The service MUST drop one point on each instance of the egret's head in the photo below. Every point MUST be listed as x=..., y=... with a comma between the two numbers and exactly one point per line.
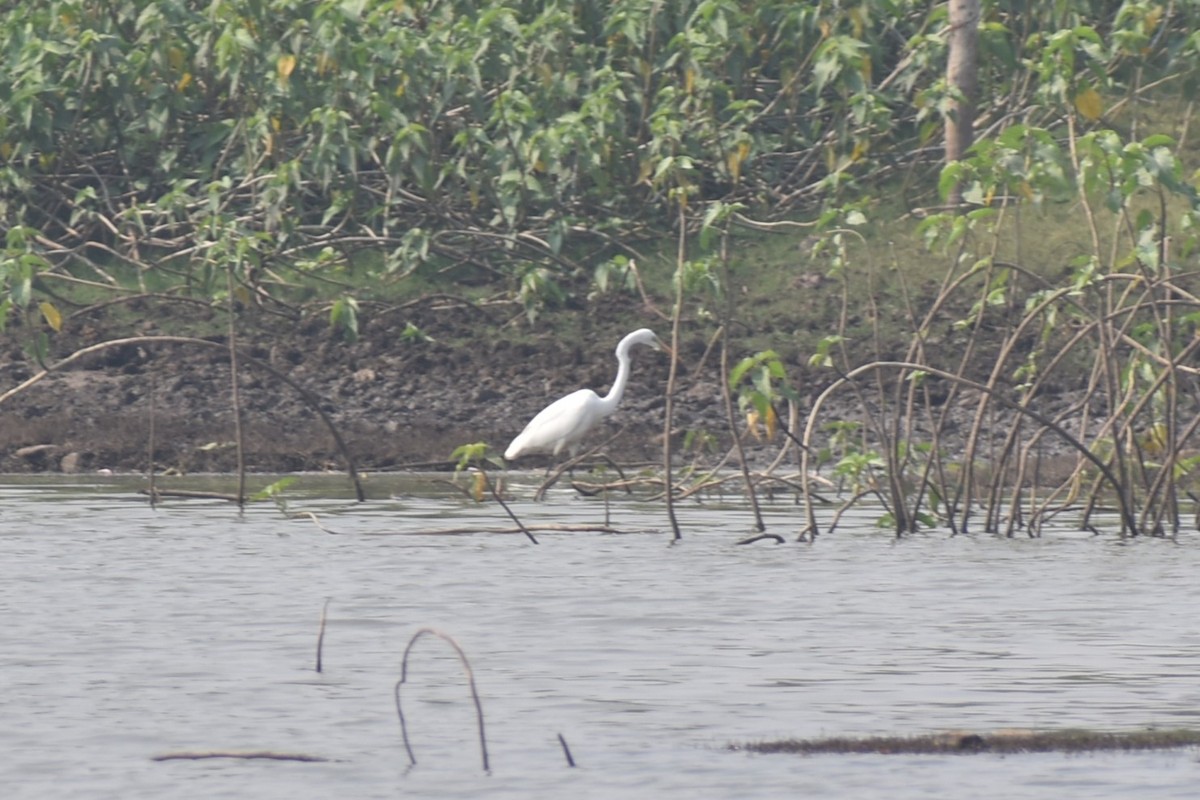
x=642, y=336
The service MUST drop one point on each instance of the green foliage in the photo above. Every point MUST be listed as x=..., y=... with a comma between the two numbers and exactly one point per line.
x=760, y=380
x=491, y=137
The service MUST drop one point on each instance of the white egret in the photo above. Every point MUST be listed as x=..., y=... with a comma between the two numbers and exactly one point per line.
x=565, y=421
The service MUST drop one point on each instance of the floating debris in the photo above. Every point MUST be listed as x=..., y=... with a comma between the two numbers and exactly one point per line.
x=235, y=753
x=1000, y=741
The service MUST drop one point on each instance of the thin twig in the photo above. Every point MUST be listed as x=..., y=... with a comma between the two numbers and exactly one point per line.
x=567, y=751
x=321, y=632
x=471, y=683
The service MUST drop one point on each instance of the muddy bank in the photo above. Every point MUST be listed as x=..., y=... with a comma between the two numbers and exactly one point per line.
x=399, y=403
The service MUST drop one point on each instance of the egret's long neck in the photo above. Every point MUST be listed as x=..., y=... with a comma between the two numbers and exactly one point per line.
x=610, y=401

····················

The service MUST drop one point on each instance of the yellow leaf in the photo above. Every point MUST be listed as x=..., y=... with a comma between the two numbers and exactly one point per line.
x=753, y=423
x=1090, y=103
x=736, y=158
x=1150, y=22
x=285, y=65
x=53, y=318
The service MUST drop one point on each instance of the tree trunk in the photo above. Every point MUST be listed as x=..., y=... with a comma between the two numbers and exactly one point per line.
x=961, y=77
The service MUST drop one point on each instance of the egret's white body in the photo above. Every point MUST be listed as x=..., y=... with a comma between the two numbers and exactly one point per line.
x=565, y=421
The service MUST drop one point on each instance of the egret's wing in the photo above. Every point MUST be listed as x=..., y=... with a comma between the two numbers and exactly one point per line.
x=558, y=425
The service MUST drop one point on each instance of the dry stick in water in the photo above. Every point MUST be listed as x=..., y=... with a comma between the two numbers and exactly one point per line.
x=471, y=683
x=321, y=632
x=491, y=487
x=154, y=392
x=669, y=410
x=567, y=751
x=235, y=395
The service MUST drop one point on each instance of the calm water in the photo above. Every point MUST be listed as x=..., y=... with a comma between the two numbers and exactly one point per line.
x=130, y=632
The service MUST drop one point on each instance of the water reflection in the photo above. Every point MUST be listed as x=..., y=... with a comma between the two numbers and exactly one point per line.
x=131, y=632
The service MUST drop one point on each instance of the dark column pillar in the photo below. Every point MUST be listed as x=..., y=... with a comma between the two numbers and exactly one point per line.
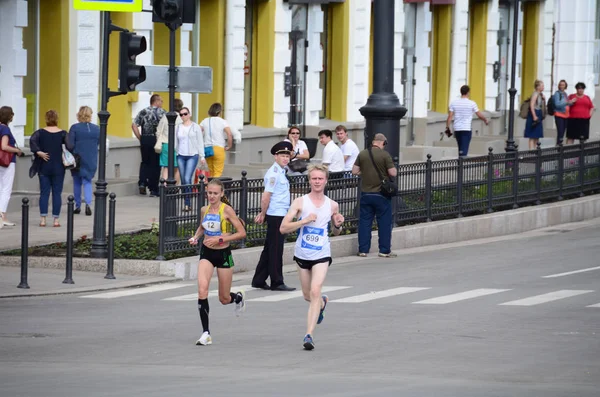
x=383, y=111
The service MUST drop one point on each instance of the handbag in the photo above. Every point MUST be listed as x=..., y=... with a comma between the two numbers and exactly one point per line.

····················

**TASK BRIEF**
Transcribe, word for word, the lines above, from the line containing "of the dark" through the line containing "x=383, y=111", both of those lines included. Leave the pictures out of your answer.

**FULL RESPONSE**
The service MUST drop one point on each instance of the dark column pillar in the photo below. Every point MUST be listed as x=..., y=... with a comma between the two numbers and exactly one point per line.
x=383, y=111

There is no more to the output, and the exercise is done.